++++ DATA SUPPLIED

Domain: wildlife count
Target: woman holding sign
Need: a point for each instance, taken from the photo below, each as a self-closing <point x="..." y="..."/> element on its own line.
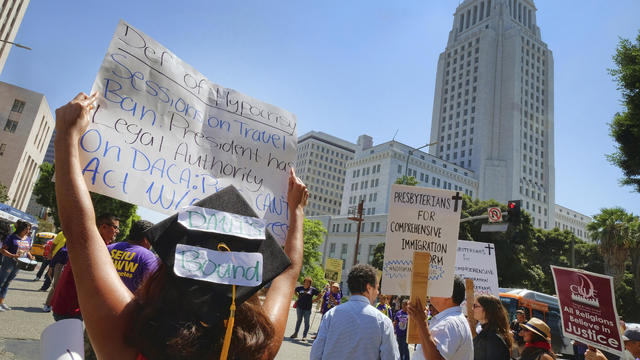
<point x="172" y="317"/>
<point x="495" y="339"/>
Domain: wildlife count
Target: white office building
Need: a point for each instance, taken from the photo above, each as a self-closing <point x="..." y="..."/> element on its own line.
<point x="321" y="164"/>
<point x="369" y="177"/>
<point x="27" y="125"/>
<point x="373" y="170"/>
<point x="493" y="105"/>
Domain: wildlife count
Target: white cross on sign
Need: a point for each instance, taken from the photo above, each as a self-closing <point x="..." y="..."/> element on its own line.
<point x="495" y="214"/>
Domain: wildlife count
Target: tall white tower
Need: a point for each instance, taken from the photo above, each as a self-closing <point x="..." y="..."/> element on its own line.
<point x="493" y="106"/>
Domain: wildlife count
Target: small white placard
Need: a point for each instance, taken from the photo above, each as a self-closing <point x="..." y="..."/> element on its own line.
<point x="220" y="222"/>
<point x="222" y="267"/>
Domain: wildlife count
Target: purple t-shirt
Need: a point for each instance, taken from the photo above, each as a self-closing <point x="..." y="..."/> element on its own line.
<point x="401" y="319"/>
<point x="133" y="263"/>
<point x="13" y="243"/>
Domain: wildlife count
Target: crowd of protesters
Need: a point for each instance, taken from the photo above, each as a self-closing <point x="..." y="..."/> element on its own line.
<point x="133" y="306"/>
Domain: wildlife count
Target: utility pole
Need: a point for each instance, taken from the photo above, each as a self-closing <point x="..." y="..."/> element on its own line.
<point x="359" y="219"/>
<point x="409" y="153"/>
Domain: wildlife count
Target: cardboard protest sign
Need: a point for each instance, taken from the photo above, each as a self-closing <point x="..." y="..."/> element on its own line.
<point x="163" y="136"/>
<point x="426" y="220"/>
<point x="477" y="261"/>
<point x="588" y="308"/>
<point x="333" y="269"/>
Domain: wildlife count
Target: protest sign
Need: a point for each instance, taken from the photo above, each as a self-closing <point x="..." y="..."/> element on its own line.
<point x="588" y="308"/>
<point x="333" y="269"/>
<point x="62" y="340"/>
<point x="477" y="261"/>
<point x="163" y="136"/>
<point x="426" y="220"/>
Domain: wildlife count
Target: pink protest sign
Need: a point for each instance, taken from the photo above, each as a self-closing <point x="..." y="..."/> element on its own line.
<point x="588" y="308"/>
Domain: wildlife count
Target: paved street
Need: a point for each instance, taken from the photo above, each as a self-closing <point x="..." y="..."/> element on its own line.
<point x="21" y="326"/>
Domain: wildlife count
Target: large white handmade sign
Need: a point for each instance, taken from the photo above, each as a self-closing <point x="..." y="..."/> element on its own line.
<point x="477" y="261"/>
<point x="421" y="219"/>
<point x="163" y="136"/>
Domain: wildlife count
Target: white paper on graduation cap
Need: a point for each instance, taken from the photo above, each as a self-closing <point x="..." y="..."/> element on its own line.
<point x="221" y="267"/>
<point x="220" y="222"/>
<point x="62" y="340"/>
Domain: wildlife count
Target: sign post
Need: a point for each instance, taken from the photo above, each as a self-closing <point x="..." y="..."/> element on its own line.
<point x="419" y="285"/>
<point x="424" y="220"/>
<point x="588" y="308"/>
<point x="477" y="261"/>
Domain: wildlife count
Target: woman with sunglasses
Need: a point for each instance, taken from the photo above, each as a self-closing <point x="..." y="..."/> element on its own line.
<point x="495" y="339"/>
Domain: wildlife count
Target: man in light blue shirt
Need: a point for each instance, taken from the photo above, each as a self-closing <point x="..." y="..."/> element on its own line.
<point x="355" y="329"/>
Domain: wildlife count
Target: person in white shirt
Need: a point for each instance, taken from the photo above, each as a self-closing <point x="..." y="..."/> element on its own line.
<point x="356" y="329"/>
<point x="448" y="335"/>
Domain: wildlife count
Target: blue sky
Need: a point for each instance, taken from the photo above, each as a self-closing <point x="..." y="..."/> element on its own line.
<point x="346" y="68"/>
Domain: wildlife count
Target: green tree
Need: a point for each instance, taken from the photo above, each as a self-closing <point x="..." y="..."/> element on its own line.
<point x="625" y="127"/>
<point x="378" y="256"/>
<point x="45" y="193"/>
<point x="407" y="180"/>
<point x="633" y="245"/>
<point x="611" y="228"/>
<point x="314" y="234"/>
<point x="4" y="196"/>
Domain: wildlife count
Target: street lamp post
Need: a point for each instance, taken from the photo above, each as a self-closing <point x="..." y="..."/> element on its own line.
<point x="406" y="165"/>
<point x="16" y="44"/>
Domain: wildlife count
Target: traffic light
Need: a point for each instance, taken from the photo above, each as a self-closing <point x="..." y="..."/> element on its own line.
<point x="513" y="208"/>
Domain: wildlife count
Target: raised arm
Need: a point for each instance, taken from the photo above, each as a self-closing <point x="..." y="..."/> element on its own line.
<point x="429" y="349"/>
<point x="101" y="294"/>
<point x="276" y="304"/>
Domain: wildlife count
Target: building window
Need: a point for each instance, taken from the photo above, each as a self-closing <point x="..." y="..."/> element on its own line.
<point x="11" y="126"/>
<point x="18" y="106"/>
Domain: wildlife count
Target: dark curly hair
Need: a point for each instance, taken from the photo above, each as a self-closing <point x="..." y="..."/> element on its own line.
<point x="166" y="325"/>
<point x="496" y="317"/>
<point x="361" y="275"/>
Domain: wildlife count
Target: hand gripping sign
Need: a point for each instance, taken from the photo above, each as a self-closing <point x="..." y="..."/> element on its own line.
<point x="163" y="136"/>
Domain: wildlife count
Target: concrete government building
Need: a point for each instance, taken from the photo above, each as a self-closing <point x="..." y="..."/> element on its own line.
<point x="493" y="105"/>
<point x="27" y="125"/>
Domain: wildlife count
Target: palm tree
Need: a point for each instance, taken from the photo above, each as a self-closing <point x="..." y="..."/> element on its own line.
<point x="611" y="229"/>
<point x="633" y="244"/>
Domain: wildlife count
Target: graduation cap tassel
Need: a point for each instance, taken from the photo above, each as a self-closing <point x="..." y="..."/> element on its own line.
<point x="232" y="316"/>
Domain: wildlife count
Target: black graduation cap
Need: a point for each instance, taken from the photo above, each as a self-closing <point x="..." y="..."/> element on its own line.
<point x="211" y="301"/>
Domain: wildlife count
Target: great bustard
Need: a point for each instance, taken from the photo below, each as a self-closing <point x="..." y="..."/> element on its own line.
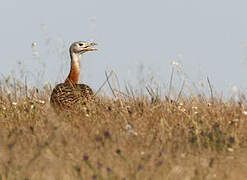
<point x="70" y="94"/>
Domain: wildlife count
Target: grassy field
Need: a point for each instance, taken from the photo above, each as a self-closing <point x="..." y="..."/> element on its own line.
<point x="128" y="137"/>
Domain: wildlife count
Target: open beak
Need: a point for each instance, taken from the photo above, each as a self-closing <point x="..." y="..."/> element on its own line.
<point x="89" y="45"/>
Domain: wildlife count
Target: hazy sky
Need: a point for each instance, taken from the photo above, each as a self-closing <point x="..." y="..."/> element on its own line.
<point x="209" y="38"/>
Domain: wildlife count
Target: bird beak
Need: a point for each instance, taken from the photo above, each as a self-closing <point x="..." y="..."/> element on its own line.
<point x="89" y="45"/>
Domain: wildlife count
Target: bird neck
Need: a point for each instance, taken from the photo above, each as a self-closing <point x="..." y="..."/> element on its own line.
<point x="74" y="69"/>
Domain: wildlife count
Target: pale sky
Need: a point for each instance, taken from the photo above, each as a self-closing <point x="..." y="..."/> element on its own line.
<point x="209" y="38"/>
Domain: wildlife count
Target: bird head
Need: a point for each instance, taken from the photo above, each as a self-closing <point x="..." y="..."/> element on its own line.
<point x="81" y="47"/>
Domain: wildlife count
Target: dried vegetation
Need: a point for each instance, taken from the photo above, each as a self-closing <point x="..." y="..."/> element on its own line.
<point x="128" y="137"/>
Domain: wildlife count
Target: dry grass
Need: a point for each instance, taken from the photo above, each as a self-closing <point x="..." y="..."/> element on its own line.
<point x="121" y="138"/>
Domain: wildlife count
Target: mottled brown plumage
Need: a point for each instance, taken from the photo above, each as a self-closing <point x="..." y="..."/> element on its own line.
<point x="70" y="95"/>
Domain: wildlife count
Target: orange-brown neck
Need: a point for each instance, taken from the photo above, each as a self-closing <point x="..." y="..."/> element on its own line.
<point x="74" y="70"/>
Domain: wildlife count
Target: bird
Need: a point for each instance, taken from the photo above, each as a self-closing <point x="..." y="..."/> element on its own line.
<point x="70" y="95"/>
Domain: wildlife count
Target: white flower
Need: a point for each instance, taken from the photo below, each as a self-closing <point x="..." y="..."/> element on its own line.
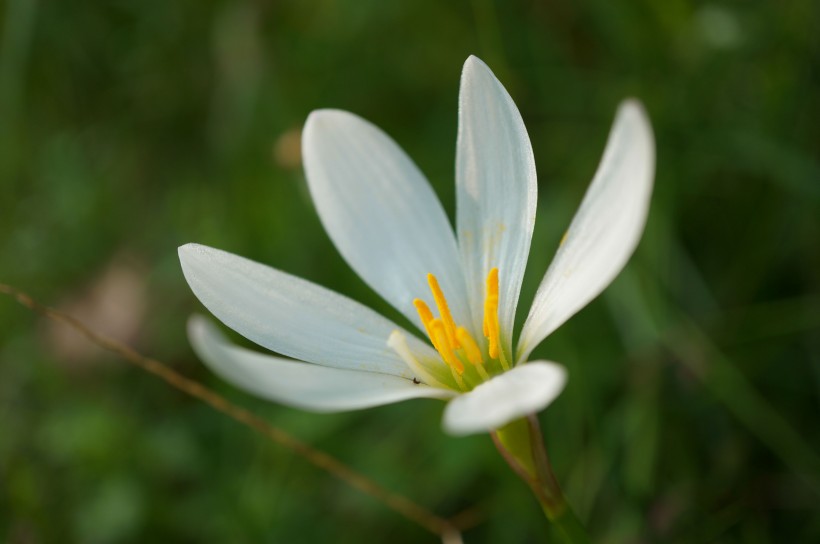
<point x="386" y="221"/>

++++++++
++++ DATA SUPPLIED

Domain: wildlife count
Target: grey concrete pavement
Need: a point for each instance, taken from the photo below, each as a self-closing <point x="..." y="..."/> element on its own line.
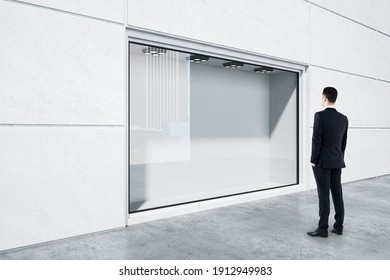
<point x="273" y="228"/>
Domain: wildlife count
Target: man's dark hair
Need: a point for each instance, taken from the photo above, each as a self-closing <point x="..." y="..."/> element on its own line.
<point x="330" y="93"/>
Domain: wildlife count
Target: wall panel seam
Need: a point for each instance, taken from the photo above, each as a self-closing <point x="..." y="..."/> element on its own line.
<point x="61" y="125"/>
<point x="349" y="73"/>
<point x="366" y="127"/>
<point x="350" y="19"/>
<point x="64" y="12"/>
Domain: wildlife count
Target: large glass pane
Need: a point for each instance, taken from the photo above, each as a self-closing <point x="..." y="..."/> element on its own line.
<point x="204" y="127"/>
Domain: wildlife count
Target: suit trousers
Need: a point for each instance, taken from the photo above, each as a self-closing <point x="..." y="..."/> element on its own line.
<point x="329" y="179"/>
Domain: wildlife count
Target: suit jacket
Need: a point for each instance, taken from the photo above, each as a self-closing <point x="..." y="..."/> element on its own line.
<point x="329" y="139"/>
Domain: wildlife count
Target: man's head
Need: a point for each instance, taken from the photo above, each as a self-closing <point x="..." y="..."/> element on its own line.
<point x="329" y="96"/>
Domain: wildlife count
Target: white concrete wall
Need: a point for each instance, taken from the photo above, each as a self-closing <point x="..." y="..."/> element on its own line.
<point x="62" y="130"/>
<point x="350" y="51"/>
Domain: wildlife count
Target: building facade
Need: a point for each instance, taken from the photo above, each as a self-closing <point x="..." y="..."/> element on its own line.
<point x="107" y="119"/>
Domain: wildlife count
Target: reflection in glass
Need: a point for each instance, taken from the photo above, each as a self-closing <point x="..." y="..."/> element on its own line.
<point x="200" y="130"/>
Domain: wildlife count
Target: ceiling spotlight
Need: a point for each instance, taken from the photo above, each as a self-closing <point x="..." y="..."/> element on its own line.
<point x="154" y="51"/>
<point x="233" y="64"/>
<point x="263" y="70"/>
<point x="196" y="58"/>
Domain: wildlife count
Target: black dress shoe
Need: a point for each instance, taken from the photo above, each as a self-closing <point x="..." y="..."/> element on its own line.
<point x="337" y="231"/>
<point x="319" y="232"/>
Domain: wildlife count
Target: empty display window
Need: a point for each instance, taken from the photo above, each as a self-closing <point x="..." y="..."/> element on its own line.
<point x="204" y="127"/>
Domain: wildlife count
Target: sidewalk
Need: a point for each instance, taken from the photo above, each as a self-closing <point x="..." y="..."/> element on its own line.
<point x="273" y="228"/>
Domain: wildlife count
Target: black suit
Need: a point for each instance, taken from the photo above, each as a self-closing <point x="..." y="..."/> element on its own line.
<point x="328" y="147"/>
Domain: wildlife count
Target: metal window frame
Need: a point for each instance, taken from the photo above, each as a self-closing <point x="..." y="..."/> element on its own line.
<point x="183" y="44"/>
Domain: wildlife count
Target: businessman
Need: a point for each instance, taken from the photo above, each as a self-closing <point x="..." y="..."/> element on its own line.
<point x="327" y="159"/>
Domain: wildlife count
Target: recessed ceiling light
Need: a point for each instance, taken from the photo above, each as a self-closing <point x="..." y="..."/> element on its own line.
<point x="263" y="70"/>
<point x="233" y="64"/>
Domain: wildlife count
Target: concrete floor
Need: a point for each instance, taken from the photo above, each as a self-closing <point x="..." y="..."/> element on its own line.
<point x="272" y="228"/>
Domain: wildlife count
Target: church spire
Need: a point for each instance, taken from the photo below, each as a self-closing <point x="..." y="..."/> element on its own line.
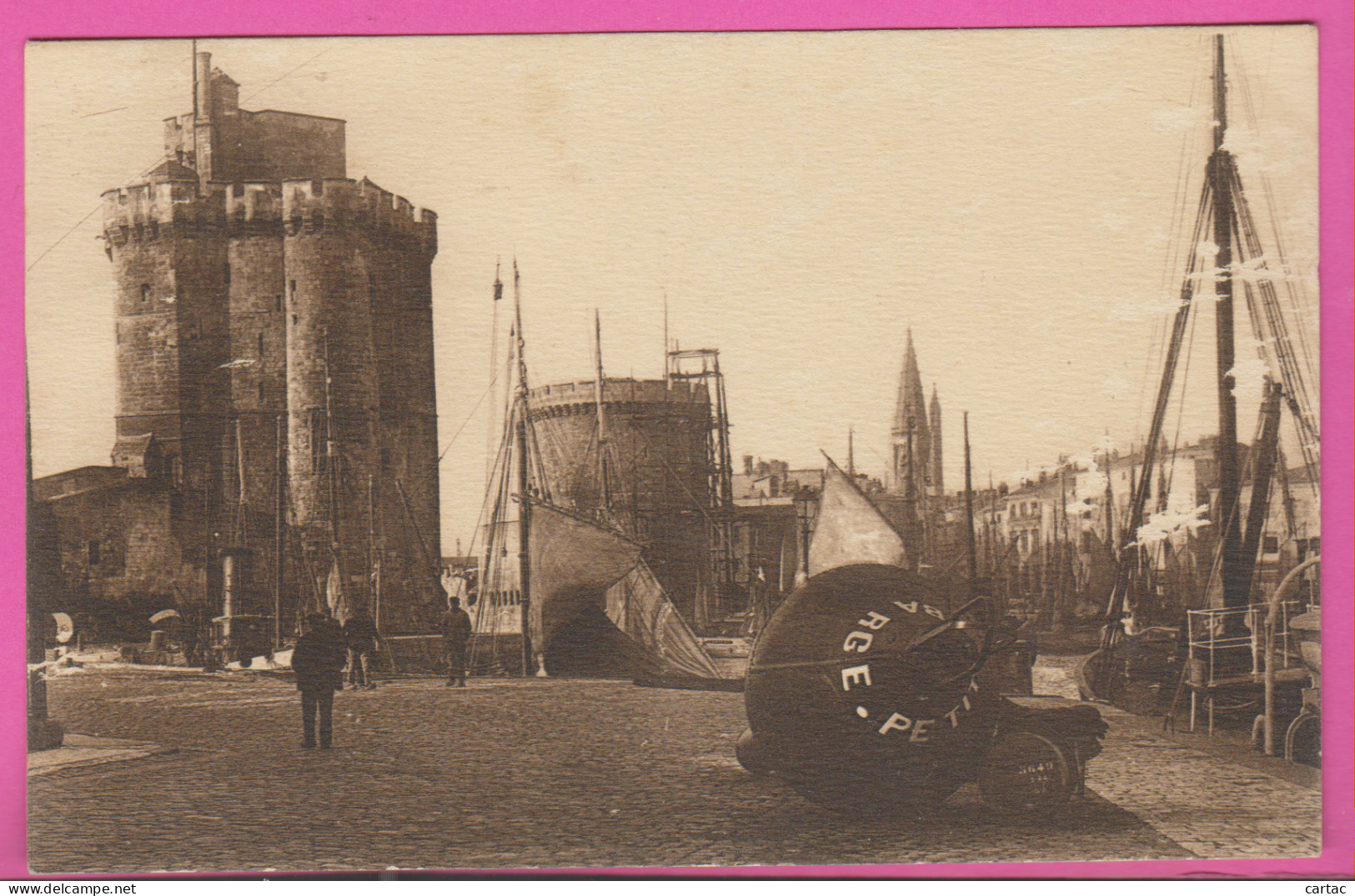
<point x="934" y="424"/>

++++++++

**PROBLEM DESCRIPTION:**
Working from the entries above, filter out every line that lacks "street" and copy what remains.

**RESULT OF THE TASK:**
Target: paved street
Target: street lamp post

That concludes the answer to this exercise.